WHAT THE TASK REQUIRES.
Pull out each line of the records below that contains the word "wheel", and treat uppercase and lowercase as different.

INPUT.
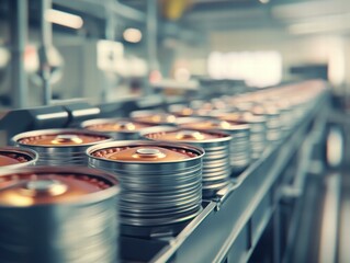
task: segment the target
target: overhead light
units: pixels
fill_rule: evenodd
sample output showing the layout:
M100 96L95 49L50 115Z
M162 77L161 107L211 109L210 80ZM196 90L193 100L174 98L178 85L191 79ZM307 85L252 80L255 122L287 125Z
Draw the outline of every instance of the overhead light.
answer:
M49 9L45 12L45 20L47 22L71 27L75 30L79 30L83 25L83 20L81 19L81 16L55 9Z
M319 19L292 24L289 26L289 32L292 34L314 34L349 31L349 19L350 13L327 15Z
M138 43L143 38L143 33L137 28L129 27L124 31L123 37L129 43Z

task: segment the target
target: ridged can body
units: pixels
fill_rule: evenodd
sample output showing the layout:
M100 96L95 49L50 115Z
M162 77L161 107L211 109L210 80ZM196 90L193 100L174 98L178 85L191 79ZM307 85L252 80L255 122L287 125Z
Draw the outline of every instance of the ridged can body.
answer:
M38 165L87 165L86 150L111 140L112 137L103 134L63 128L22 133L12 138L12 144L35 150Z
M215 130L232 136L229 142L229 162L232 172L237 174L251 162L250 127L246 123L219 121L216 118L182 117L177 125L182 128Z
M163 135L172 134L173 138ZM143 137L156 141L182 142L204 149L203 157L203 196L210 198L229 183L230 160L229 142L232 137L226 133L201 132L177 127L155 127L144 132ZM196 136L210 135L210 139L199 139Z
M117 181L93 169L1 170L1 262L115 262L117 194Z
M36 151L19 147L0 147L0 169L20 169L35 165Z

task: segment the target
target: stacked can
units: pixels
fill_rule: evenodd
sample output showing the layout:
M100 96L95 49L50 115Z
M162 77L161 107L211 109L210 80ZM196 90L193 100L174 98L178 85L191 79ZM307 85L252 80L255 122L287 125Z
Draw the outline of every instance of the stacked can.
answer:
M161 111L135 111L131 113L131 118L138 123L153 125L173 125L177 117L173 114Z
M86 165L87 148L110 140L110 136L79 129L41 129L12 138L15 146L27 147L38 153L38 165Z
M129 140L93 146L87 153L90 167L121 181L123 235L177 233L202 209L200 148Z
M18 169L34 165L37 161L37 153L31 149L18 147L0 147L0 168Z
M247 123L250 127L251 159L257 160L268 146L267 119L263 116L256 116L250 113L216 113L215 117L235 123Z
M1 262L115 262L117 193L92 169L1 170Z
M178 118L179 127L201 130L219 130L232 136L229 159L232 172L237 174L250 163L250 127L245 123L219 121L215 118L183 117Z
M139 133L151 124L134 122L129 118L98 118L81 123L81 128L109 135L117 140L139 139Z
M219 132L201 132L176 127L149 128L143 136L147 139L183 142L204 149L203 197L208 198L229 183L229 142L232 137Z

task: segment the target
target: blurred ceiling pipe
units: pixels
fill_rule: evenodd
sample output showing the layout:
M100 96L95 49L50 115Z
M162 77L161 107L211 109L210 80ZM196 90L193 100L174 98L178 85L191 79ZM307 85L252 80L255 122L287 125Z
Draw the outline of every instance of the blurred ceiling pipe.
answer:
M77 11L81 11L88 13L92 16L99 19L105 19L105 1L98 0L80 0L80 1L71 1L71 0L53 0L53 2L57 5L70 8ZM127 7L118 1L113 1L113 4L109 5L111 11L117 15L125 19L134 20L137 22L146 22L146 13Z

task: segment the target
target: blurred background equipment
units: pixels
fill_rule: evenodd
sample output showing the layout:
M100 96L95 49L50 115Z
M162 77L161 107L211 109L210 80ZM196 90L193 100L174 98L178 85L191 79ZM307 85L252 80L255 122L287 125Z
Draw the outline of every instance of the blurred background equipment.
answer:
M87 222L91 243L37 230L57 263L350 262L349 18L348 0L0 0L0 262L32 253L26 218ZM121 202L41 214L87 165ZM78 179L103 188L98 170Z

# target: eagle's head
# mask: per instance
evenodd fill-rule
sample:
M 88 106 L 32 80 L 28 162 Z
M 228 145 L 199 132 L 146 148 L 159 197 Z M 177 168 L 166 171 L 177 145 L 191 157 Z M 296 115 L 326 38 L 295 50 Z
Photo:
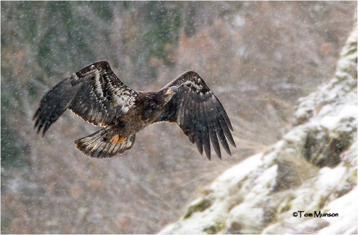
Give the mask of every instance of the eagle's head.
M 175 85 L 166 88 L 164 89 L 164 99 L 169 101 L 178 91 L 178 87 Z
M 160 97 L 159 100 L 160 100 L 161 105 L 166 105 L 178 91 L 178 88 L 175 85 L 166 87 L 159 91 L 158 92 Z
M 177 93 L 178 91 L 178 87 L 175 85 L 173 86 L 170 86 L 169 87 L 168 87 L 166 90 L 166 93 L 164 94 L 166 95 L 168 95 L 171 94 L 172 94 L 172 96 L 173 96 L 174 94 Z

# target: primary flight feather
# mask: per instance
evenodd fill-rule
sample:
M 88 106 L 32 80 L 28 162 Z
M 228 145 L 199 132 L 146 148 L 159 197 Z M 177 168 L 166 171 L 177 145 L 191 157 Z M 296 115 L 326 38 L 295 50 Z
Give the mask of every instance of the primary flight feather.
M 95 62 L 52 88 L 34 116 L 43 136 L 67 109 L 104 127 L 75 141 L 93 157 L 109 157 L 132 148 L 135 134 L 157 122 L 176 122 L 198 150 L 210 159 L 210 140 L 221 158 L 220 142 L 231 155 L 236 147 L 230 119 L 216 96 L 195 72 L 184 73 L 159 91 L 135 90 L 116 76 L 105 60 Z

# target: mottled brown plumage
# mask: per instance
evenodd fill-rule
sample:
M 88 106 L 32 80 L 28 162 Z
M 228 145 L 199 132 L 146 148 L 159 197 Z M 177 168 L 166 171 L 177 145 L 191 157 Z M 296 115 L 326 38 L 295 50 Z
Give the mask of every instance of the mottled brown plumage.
---
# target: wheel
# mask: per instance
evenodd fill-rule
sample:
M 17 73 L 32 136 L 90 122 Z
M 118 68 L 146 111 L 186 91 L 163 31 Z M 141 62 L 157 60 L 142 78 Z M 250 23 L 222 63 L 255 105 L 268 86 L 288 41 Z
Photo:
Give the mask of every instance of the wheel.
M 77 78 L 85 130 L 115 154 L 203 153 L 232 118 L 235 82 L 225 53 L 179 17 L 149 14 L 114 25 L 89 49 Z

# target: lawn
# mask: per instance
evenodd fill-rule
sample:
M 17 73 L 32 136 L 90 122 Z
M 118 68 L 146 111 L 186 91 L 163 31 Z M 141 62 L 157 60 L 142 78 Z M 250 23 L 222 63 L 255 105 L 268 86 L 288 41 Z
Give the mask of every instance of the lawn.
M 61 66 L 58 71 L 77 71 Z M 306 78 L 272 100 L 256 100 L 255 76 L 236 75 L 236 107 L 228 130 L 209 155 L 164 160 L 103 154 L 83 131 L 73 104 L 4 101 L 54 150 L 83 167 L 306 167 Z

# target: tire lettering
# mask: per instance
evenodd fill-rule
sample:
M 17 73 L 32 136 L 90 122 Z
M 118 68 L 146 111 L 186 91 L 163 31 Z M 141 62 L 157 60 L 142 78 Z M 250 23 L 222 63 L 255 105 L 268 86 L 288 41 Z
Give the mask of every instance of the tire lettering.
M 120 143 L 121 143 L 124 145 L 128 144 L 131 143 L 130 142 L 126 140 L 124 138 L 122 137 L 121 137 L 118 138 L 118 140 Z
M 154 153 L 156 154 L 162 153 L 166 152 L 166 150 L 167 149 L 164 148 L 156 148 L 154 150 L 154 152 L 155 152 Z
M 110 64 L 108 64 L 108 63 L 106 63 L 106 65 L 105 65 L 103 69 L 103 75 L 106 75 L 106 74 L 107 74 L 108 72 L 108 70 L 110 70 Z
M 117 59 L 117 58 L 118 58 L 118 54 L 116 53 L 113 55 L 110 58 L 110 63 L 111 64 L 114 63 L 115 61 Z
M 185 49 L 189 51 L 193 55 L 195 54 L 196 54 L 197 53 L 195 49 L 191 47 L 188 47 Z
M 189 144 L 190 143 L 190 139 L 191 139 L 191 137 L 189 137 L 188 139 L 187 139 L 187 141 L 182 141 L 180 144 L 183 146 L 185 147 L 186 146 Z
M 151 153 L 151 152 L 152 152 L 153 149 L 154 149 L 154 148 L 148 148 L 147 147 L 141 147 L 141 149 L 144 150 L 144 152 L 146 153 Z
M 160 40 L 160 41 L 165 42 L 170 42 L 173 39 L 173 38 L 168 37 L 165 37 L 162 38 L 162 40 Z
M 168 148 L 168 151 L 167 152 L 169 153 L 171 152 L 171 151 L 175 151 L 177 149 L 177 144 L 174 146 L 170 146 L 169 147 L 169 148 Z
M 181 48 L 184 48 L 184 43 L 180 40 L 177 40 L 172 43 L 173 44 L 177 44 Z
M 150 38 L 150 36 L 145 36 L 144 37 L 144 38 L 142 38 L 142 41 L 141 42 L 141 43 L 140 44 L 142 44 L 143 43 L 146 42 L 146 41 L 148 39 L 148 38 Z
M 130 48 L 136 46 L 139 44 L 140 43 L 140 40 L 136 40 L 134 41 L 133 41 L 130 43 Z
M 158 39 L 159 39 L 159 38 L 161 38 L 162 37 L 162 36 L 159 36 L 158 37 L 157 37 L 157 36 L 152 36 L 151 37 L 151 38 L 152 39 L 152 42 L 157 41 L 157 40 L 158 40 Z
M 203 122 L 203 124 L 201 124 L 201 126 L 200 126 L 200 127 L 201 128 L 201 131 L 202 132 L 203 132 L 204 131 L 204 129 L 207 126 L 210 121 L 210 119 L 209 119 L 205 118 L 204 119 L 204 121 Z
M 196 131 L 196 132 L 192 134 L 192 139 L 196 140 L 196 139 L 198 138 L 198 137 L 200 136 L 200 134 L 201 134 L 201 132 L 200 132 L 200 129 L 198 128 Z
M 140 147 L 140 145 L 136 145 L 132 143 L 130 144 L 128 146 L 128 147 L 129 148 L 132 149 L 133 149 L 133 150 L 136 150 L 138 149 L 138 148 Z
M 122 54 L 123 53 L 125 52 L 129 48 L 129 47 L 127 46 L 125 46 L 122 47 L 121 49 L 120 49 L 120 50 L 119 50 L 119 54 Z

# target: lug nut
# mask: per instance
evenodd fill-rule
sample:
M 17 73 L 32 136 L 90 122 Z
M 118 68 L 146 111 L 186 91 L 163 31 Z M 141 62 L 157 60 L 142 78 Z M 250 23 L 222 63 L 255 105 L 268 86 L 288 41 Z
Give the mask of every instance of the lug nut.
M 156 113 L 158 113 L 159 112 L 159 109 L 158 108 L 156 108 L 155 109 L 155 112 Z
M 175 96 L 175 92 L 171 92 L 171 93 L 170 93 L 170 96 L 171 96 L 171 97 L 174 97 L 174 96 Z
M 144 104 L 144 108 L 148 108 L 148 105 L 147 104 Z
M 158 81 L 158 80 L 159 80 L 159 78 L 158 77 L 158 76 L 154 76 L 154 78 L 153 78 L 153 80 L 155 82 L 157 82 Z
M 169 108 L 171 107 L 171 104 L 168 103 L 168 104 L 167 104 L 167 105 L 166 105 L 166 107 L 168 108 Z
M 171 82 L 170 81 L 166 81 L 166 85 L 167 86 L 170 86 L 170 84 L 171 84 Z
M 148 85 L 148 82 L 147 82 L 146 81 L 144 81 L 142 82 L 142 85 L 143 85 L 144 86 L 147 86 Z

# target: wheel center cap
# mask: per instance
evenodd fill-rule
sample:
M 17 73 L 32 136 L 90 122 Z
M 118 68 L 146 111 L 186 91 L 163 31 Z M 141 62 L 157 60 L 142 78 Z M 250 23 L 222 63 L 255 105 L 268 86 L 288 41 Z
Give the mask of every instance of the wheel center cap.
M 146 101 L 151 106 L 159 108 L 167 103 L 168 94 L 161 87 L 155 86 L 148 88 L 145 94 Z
==
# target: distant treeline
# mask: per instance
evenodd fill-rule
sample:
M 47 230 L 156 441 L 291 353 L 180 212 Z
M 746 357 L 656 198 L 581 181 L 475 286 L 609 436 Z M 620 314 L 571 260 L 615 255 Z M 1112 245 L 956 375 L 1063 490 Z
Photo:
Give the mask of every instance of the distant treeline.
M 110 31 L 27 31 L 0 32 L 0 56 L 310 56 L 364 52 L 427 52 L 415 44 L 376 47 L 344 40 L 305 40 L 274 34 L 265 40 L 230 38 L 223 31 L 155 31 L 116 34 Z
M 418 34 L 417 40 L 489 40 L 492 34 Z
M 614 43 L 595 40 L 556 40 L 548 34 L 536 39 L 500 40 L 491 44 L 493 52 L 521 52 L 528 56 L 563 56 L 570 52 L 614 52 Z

EXERCISE ANSWER.
# target: wheel
Give the mask of every instance of the wheel.
# target: wheel center cap
Give the mask of every instance of the wheel center cap.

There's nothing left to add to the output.